• [Data in this exercise]:
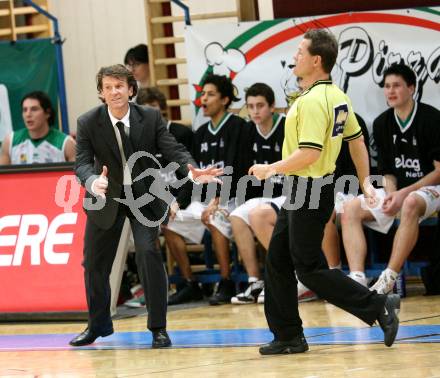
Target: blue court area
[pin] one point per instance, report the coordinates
(221, 338)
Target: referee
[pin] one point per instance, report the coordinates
(315, 126)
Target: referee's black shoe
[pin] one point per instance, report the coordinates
(388, 319)
(296, 345)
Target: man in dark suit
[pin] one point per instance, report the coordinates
(108, 137)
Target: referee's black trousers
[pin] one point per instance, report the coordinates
(296, 246)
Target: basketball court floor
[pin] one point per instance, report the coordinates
(223, 342)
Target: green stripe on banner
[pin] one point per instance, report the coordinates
(429, 10)
(240, 41)
(252, 32)
(27, 66)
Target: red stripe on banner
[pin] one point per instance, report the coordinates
(326, 22)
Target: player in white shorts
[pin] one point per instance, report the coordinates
(407, 137)
(218, 142)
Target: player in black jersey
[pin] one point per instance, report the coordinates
(408, 145)
(265, 142)
(220, 143)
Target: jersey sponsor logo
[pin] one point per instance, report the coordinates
(37, 237)
(434, 194)
(216, 164)
(340, 117)
(402, 162)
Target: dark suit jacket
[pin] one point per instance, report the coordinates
(97, 146)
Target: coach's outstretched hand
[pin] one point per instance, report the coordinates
(204, 176)
(100, 185)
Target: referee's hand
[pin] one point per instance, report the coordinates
(262, 171)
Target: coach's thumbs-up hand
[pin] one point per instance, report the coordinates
(99, 186)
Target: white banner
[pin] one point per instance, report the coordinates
(369, 42)
(5, 113)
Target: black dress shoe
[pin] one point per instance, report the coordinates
(87, 337)
(296, 345)
(161, 339)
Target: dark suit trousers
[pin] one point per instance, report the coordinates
(99, 253)
(296, 246)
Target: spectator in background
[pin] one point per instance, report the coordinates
(37, 142)
(136, 60)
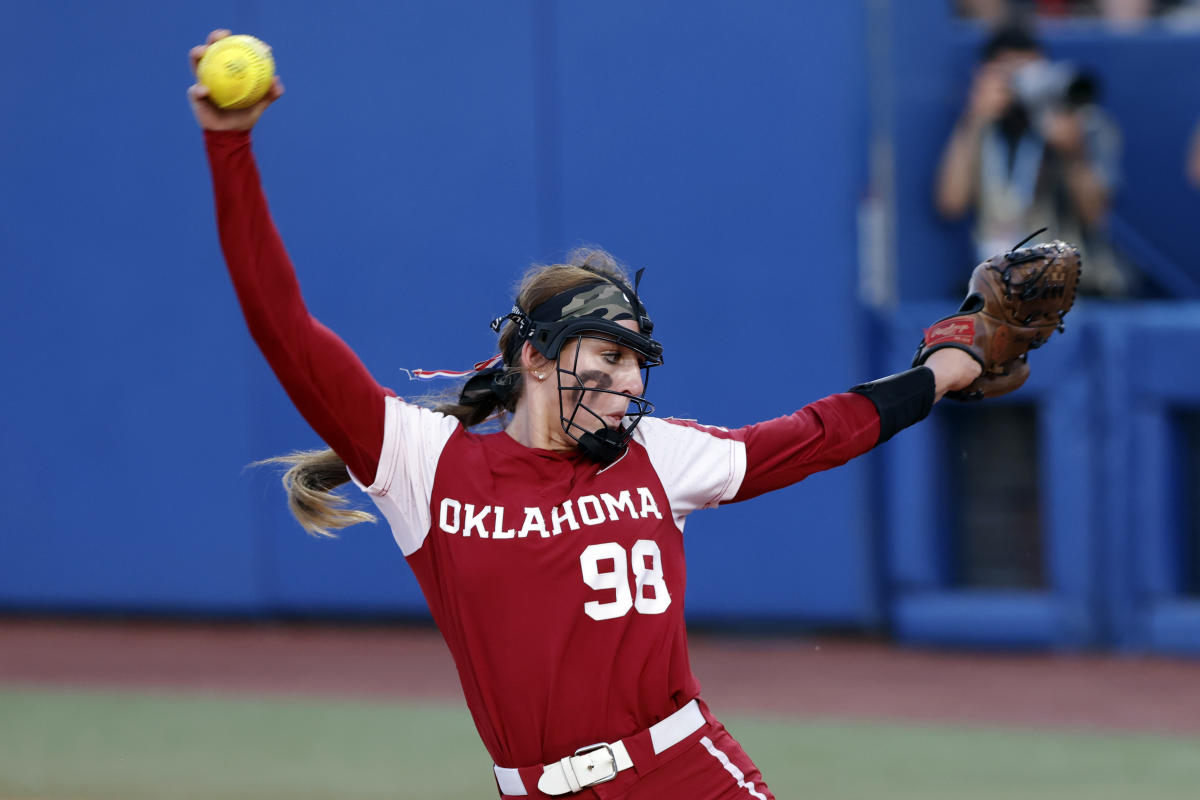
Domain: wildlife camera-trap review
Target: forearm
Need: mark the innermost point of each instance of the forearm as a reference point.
(328, 383)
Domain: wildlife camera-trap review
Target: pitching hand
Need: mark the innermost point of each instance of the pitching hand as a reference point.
(209, 116)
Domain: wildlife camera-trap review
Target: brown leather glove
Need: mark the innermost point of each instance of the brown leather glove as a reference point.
(1014, 302)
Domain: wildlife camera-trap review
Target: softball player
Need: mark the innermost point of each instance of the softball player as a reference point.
(550, 553)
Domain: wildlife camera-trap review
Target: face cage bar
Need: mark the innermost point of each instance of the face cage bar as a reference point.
(641, 407)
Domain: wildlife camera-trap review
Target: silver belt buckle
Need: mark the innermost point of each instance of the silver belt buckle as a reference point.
(592, 749)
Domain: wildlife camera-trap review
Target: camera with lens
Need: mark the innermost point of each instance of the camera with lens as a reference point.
(1045, 86)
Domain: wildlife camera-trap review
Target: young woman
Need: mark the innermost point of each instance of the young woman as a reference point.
(551, 552)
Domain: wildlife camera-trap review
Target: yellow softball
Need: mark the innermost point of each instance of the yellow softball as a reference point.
(238, 71)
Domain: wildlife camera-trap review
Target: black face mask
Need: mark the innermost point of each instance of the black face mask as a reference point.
(605, 444)
(593, 311)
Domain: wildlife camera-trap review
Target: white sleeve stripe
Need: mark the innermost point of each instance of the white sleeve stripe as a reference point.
(737, 471)
(412, 447)
(389, 456)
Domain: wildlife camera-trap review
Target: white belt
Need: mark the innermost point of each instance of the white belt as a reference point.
(601, 762)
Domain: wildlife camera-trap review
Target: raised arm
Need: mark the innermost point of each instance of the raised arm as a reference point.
(328, 383)
(834, 429)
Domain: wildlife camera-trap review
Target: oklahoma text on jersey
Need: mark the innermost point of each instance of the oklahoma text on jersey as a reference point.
(487, 522)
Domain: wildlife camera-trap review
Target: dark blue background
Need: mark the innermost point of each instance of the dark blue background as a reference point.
(424, 155)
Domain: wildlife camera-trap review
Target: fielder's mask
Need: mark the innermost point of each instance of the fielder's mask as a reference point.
(591, 311)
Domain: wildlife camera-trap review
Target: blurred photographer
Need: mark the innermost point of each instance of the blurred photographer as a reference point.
(1033, 150)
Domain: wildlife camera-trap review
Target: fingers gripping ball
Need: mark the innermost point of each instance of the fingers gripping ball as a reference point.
(1014, 304)
(238, 71)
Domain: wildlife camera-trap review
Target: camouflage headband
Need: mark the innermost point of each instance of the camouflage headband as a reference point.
(598, 300)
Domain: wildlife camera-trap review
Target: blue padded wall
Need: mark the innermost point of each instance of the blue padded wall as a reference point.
(424, 155)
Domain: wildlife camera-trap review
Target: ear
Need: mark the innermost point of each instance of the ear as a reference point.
(532, 360)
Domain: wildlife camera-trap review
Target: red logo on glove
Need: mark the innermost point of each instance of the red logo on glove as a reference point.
(957, 330)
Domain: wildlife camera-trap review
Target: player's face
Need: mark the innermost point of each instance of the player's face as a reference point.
(600, 362)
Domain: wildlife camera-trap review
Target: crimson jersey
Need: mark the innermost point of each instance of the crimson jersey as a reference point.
(557, 582)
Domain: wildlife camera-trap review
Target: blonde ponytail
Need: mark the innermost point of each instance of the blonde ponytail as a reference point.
(310, 480)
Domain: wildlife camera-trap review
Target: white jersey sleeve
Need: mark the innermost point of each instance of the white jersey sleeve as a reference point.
(699, 465)
(412, 445)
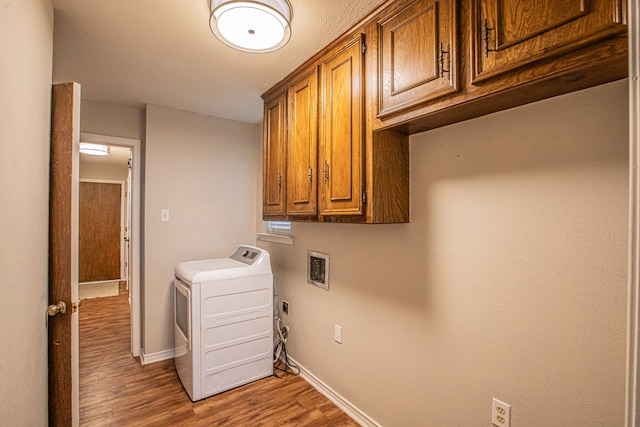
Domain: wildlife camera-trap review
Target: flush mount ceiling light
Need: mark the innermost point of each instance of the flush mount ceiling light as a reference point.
(94, 149)
(251, 26)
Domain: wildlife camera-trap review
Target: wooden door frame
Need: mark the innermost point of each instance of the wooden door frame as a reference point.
(135, 239)
(64, 379)
(123, 212)
(632, 404)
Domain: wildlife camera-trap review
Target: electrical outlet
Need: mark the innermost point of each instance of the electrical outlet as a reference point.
(500, 413)
(337, 334)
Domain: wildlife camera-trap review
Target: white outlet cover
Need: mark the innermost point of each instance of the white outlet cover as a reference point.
(337, 334)
(500, 413)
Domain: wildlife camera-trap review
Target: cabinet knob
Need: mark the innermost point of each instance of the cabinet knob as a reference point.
(485, 37)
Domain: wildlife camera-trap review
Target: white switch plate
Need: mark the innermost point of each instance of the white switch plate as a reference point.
(337, 334)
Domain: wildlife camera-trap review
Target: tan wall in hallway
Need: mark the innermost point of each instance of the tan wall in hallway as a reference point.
(509, 282)
(26, 43)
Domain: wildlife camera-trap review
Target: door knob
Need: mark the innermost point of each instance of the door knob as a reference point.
(59, 308)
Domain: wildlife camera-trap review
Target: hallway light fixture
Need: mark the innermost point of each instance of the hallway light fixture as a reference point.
(94, 149)
(257, 26)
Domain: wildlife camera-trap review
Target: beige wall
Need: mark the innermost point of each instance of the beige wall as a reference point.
(204, 170)
(92, 170)
(509, 282)
(26, 43)
(112, 120)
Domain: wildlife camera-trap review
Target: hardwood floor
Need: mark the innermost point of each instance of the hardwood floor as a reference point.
(116, 391)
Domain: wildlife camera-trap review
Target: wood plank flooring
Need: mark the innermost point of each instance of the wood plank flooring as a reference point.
(116, 391)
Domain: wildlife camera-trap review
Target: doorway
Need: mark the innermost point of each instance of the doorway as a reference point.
(123, 168)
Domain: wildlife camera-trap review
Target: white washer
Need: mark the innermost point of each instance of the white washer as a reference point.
(223, 321)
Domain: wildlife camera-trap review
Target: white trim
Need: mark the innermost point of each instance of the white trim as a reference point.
(632, 401)
(147, 359)
(275, 238)
(347, 407)
(135, 241)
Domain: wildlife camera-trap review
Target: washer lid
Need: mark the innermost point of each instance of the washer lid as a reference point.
(249, 261)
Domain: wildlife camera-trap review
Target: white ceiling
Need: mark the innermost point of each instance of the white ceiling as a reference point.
(162, 52)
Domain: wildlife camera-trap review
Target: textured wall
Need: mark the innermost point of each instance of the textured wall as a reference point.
(26, 43)
(204, 170)
(509, 282)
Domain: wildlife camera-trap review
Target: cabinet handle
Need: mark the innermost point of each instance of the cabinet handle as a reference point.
(326, 172)
(485, 37)
(441, 58)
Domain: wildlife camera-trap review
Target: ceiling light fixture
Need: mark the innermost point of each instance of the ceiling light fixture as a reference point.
(94, 149)
(251, 26)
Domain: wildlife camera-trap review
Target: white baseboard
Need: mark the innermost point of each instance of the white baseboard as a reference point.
(349, 408)
(146, 359)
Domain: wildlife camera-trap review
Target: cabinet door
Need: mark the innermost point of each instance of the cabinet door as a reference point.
(273, 157)
(342, 153)
(303, 145)
(508, 34)
(417, 50)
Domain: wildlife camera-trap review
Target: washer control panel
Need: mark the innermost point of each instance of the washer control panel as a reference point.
(246, 254)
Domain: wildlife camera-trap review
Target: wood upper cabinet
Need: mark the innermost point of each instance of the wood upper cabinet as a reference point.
(302, 145)
(273, 157)
(341, 151)
(417, 50)
(509, 34)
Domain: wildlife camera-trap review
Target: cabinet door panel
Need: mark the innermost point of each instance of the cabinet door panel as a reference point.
(303, 145)
(508, 34)
(343, 136)
(417, 50)
(274, 157)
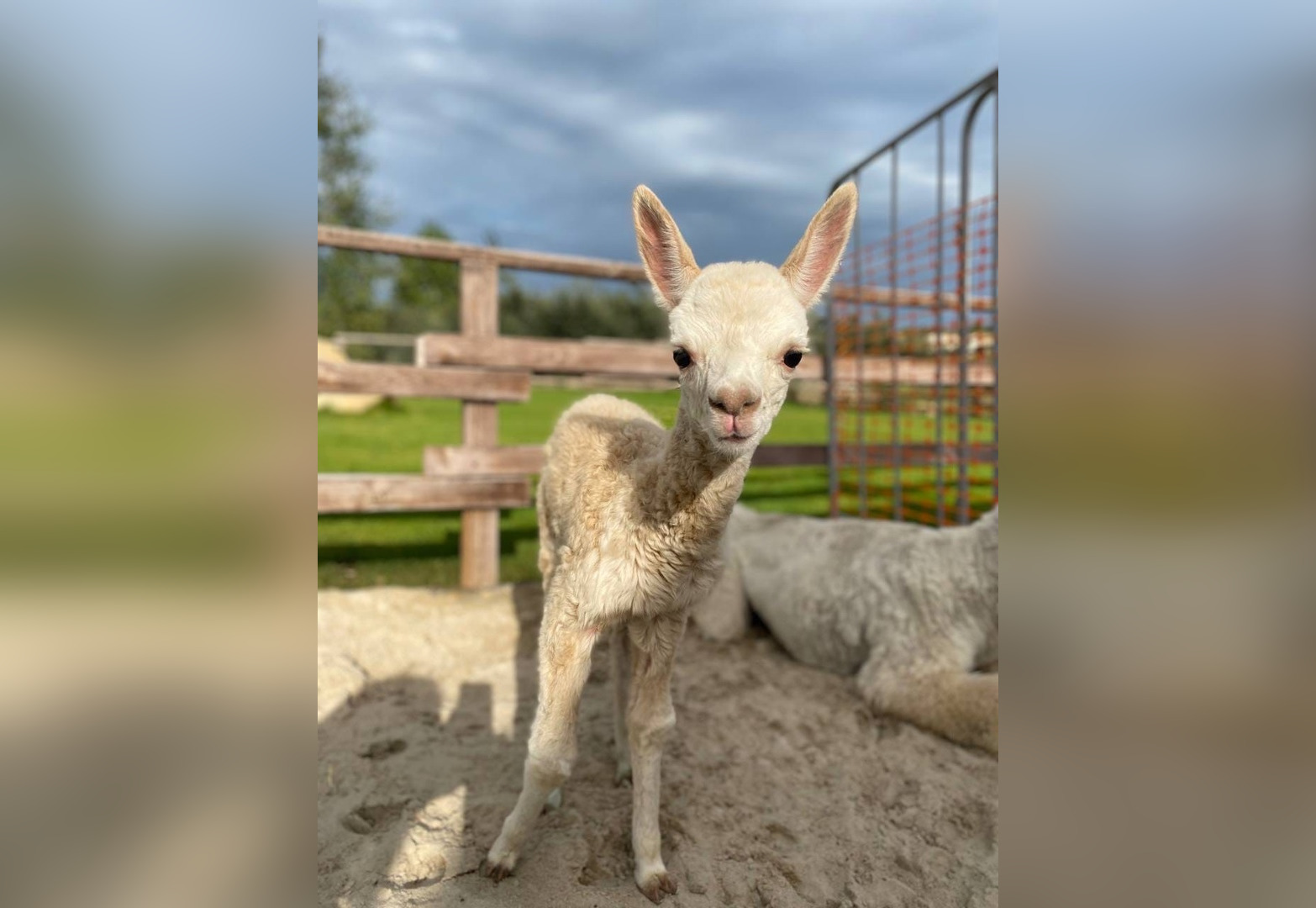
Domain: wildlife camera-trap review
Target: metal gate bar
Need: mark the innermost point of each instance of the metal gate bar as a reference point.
(855, 311)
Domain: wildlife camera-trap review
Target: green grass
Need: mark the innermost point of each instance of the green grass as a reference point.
(423, 549)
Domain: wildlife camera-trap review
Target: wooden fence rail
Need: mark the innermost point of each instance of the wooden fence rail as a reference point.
(481, 369)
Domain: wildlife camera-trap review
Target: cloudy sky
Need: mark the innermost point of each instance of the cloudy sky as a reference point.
(536, 120)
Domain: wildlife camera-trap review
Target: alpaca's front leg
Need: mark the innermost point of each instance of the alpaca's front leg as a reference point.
(650, 717)
(564, 668)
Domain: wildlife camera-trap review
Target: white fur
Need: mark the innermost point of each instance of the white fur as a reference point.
(630, 516)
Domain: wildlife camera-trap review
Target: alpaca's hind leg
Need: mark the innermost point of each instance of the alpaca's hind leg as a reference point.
(564, 668)
(944, 699)
(548, 544)
(650, 717)
(619, 647)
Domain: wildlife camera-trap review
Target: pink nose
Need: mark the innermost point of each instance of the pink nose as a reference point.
(737, 402)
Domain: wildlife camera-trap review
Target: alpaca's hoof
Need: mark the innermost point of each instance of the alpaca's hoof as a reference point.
(495, 870)
(657, 884)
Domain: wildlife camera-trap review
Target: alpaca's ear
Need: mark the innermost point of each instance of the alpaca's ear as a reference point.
(667, 260)
(815, 258)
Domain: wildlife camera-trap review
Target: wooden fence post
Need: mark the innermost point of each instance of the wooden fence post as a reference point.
(479, 544)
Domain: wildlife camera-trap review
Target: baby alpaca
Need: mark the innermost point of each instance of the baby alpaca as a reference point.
(630, 516)
(913, 610)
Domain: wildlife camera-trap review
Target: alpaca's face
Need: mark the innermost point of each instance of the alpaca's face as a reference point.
(739, 330)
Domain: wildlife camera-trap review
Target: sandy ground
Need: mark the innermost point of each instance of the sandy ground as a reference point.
(779, 787)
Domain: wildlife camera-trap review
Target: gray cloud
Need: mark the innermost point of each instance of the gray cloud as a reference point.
(536, 120)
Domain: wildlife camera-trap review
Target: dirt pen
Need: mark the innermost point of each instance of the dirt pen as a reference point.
(779, 787)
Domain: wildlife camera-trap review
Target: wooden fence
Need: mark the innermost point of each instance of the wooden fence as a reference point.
(482, 369)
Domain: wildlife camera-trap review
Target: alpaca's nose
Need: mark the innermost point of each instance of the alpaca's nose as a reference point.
(734, 402)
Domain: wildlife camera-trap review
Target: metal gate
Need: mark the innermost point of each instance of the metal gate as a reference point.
(913, 330)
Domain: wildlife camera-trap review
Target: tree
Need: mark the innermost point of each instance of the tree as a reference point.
(427, 293)
(348, 279)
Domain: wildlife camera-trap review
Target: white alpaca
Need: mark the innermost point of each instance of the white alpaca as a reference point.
(630, 516)
(908, 608)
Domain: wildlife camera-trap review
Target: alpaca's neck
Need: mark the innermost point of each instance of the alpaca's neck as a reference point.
(691, 479)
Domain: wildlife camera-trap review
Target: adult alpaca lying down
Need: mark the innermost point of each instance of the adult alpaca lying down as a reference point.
(913, 610)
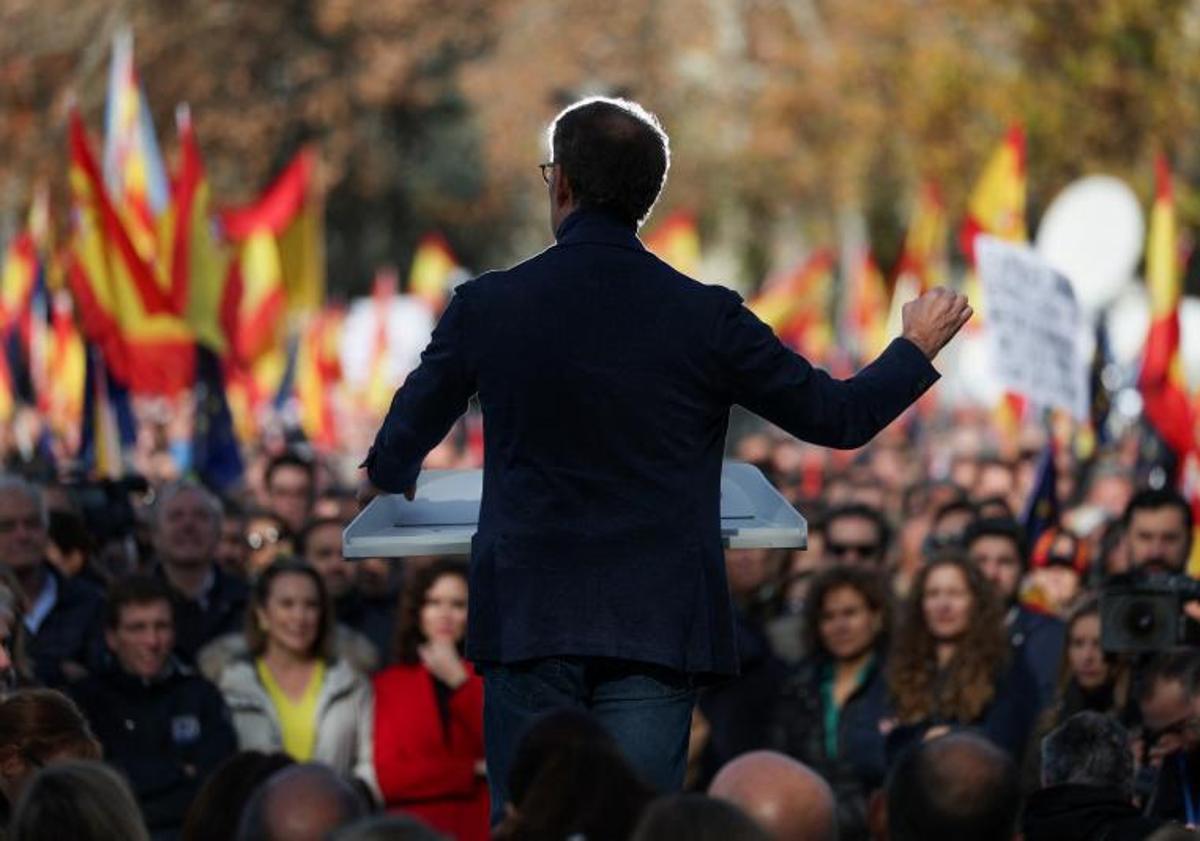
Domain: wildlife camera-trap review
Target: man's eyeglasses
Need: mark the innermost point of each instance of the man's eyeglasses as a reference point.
(862, 550)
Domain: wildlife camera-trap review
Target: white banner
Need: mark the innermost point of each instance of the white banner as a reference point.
(1032, 323)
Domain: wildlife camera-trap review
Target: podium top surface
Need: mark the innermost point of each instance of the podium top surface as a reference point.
(443, 516)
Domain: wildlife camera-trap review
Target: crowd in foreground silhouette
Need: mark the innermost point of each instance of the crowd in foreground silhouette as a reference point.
(922, 671)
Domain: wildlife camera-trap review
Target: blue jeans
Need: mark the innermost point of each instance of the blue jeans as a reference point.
(647, 709)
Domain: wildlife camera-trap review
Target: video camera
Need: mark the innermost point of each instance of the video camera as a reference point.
(1144, 612)
(105, 505)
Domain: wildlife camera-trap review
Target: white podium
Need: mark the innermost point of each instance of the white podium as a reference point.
(442, 518)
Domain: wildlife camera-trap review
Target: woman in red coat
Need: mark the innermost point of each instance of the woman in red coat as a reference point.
(429, 714)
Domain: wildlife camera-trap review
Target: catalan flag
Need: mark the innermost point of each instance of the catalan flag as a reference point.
(132, 164)
(108, 425)
(124, 307)
(433, 270)
(1042, 508)
(216, 460)
(676, 240)
(199, 265)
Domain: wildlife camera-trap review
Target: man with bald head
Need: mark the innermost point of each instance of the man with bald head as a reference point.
(208, 601)
(300, 803)
(787, 798)
(957, 786)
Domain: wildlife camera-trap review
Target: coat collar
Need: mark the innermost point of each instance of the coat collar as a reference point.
(587, 224)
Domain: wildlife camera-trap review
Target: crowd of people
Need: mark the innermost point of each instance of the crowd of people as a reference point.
(922, 670)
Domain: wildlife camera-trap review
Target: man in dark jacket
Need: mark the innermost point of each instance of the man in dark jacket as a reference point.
(64, 616)
(606, 379)
(997, 547)
(209, 602)
(1087, 785)
(165, 727)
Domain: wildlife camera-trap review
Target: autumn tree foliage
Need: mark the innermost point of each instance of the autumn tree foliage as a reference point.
(790, 119)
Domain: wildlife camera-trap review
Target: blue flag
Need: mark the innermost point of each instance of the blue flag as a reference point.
(215, 458)
(1042, 508)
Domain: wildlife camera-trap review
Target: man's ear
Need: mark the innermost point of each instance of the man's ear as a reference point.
(563, 193)
(877, 815)
(11, 764)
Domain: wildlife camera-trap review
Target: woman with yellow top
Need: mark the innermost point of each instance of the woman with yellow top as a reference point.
(289, 694)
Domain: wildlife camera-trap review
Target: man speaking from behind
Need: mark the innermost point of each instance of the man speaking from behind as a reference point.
(606, 378)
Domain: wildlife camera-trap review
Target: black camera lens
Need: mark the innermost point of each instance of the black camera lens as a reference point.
(1141, 618)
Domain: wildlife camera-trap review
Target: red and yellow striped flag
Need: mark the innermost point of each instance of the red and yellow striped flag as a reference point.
(797, 305)
(867, 310)
(318, 372)
(923, 258)
(432, 272)
(1164, 391)
(676, 240)
(997, 203)
(123, 307)
(996, 206)
(1162, 383)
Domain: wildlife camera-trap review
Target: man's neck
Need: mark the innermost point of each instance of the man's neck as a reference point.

• [Assignment]: Your reply should be the lines of the records from the start through the line with "Target: referee's black trousers", copied word for word, pictures omitted.

• [Solution to this problem]:
Target: blue court area
[pin] one point per instance, report the coordinates
(221, 338)
Target: referee
[pin] one point per instance, report the coordinates
(315, 126)
Target: referee's black shoe
[pin] one point per instance, report the coordinates
(388, 319)
(296, 345)
Target: man in dark suit
[pin] one point per instance, report the coordinates
(108, 137)
Target: referee's black trousers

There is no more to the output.